Exercise:
Begin with the line that holds "[indicate] lips (a". Output it and all remaining lines of the material, verbatim, ending with the last.
*** Begin section ***
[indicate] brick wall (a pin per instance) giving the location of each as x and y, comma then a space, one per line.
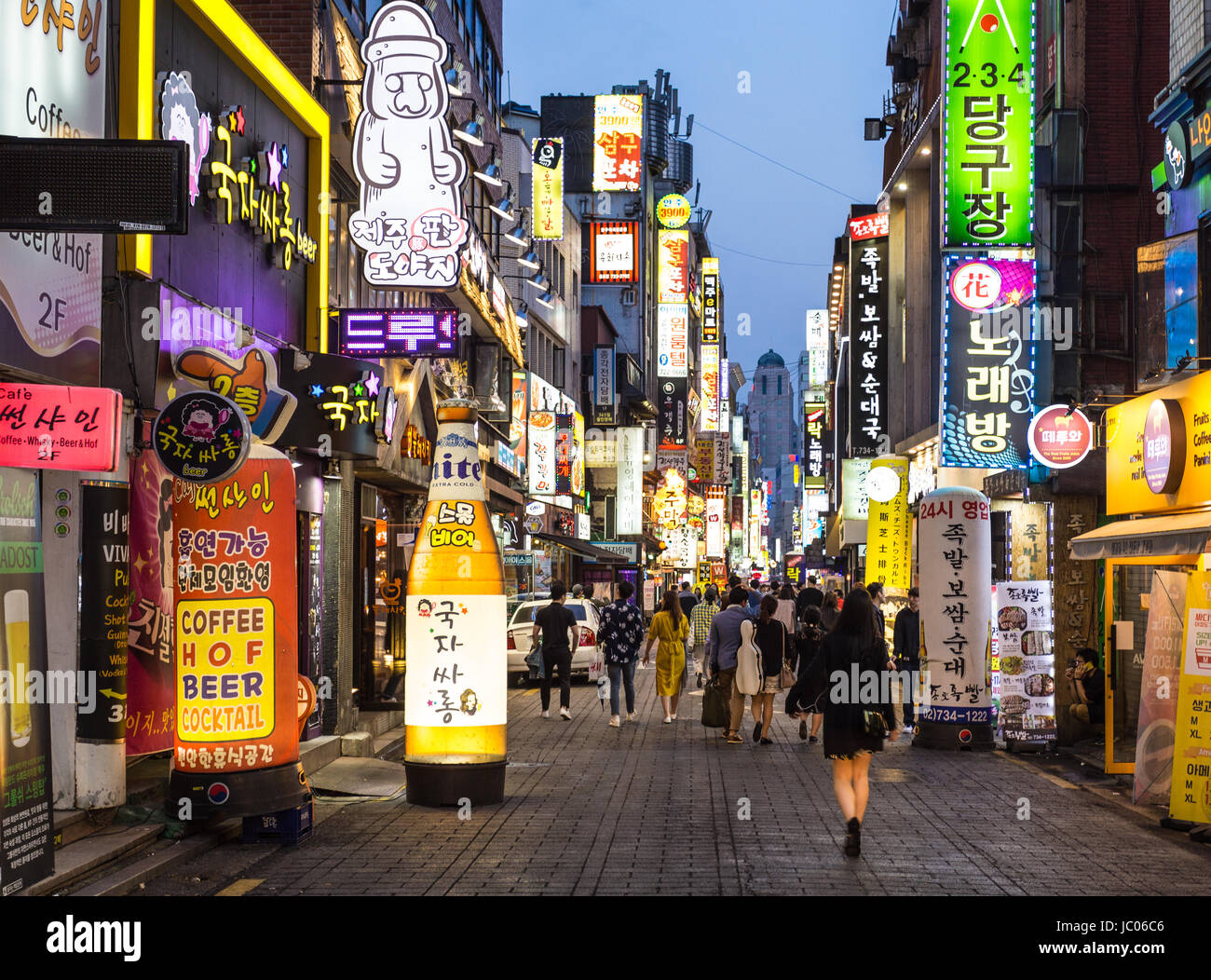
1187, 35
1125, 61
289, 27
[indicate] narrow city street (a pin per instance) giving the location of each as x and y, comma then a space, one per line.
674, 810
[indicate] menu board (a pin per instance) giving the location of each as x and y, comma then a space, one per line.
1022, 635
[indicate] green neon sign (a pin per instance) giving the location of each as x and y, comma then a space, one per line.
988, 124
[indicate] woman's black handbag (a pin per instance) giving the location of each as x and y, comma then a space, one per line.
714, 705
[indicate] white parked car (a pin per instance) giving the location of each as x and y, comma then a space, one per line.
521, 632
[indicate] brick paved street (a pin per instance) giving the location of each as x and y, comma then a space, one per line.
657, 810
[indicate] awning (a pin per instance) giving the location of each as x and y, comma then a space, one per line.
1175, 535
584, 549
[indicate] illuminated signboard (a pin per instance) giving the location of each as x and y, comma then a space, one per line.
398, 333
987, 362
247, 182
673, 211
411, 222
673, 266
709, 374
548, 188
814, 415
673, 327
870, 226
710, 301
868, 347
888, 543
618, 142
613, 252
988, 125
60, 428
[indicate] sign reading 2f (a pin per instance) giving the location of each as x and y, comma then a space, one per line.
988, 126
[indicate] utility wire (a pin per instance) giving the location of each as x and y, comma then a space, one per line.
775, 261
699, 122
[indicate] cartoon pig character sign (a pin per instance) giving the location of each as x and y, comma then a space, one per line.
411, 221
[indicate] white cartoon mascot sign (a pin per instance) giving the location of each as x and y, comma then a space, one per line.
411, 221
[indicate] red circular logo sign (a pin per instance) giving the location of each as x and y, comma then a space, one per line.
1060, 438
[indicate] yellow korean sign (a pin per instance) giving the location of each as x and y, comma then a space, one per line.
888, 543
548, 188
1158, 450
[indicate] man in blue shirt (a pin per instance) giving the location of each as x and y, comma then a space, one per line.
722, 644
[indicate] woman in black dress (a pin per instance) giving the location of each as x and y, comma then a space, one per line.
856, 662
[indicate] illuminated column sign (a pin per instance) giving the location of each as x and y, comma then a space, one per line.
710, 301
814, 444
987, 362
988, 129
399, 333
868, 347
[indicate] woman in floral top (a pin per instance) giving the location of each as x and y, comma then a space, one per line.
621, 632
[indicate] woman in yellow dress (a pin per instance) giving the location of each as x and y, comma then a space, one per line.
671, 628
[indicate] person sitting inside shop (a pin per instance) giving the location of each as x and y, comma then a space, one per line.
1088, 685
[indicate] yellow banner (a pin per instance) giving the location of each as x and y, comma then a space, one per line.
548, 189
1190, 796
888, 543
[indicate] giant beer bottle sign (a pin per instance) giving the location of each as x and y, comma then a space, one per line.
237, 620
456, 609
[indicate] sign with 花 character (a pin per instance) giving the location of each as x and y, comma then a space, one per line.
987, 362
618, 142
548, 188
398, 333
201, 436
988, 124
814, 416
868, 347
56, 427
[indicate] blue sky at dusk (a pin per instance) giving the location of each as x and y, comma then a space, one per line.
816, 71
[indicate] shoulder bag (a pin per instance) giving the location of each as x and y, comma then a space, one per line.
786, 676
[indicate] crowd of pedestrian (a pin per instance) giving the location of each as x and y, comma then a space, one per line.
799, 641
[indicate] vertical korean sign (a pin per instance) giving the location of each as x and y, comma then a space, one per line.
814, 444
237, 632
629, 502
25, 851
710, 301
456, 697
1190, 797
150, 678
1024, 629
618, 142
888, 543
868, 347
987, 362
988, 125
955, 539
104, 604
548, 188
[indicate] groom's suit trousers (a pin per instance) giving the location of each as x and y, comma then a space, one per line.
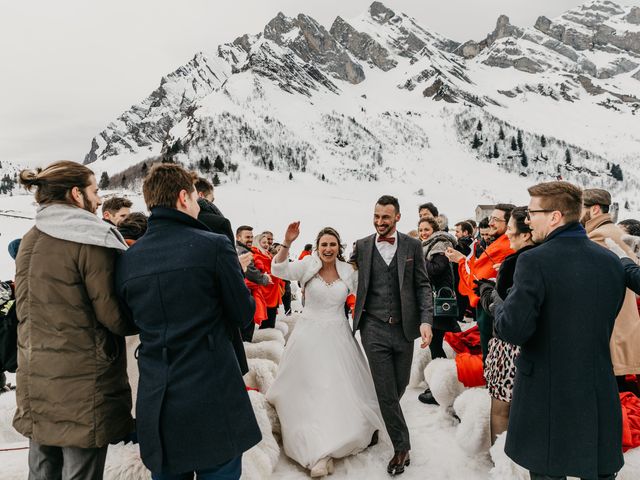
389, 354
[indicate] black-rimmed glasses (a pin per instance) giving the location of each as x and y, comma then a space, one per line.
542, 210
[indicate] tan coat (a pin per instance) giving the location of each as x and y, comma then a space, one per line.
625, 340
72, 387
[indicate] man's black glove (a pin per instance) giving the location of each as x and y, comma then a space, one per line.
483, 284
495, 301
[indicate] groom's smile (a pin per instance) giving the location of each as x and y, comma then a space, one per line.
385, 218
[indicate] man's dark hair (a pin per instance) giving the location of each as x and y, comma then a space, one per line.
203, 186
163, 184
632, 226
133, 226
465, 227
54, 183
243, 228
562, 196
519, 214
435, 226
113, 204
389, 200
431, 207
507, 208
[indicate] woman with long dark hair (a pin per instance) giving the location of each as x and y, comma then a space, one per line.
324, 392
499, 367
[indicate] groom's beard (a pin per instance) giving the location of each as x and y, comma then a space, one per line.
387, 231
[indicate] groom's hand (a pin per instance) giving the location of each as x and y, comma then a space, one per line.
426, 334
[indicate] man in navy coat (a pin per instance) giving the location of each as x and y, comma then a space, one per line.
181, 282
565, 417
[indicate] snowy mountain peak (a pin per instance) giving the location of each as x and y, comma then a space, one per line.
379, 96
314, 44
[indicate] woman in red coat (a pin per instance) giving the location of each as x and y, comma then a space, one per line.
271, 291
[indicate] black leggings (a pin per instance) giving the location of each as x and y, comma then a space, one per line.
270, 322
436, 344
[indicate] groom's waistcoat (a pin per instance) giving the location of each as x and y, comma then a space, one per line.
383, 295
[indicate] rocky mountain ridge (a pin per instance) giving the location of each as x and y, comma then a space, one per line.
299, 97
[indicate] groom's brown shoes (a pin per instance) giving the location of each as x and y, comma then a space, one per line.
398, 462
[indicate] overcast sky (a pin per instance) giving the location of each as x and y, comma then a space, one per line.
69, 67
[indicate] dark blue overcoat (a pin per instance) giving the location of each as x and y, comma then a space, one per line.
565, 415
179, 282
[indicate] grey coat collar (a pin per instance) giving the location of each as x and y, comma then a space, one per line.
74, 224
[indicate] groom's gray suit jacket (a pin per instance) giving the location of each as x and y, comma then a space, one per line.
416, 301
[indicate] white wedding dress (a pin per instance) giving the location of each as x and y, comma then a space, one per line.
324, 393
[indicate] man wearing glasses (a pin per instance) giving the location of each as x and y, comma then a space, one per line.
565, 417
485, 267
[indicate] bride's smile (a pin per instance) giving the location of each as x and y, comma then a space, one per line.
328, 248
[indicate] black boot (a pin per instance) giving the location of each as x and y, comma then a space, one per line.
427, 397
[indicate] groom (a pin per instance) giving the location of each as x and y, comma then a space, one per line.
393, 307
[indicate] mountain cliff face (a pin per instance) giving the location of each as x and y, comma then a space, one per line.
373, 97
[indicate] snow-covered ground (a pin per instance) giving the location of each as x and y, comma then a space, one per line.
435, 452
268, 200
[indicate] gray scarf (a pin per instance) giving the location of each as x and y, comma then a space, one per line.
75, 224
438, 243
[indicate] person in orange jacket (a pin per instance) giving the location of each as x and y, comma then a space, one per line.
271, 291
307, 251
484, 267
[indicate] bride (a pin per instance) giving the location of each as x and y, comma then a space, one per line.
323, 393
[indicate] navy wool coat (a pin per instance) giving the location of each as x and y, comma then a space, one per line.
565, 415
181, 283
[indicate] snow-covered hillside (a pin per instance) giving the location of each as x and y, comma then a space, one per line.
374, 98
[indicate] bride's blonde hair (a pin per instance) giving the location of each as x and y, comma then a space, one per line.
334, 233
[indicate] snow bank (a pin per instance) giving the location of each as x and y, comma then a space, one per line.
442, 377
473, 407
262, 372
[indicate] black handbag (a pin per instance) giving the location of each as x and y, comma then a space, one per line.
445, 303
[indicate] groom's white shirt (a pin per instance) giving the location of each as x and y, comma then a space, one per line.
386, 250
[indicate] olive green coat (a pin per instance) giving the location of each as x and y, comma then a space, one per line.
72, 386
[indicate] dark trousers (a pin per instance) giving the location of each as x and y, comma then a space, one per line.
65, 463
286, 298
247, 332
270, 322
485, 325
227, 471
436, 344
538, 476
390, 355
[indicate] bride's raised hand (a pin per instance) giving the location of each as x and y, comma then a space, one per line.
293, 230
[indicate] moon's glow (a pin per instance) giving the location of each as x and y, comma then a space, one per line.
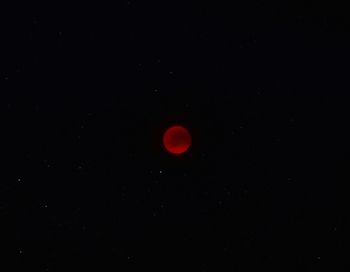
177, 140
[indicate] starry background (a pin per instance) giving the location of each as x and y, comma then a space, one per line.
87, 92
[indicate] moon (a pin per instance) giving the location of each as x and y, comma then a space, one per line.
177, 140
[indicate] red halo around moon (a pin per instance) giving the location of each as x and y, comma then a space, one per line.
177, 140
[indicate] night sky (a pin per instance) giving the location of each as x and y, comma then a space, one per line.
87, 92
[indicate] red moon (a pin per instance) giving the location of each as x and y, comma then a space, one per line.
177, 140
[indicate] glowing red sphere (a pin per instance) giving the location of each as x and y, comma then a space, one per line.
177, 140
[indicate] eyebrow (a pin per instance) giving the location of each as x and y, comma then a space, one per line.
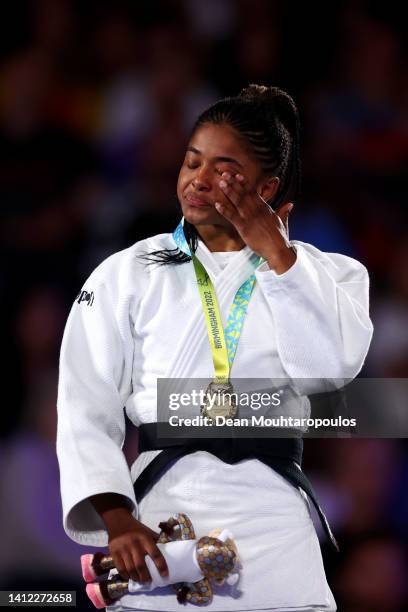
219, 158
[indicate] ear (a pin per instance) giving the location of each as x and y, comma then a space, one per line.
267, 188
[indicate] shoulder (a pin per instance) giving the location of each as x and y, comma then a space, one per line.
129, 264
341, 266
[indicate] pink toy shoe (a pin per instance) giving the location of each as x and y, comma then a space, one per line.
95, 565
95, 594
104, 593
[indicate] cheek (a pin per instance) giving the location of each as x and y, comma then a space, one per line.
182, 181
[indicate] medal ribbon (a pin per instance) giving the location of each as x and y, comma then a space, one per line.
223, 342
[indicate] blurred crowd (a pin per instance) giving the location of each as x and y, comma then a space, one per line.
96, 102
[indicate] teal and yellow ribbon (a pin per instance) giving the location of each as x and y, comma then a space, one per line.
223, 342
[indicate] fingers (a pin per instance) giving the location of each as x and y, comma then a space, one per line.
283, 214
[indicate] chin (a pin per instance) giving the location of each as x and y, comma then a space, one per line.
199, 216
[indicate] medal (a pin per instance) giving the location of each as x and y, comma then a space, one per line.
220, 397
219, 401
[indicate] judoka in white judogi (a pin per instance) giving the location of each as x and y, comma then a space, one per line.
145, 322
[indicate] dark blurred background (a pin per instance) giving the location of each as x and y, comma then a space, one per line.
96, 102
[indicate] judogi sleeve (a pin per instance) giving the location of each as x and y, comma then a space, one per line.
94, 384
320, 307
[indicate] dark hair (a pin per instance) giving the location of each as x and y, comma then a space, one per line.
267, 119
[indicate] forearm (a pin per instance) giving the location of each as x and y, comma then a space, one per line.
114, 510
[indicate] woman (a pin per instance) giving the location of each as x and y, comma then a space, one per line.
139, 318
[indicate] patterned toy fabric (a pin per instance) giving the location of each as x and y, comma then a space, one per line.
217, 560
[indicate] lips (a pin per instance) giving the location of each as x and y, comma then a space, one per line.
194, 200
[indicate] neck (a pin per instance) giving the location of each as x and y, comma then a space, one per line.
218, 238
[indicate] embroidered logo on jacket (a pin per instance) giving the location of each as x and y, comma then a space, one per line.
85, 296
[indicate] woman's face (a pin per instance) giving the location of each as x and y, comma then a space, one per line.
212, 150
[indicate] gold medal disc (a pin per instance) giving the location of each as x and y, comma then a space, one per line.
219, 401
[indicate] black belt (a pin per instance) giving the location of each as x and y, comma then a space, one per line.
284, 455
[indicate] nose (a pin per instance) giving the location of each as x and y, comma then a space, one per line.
*** End section ***
Finished exercise:
[indicate] lips (a pin per instance) giving the location of each as x and y, comma then a space, one per line.
194, 200
[indicate] neck (a pin per instance) giving the location of each as x and y, comma then a space, one per line.
218, 238
[indicate] embroidered logo on jacket (a pin per instance) giving the location of each as x and y, comma then a space, one per line.
85, 296
[indicate] woman's face (a pin per instance) giving the location of each as x and y, comma then a space, one per line.
212, 150
[indicate] gold medal disc (a pin per instance) giving the location of each as x and y, comma then a space, one per line.
219, 401
[indicate] black belt (a pin per instance) giving the location of each as x and y, comma then a space, one per line.
284, 455
[indicate] nose (a pin per instance) giving the location of each as x and y, comma then a space, one per line.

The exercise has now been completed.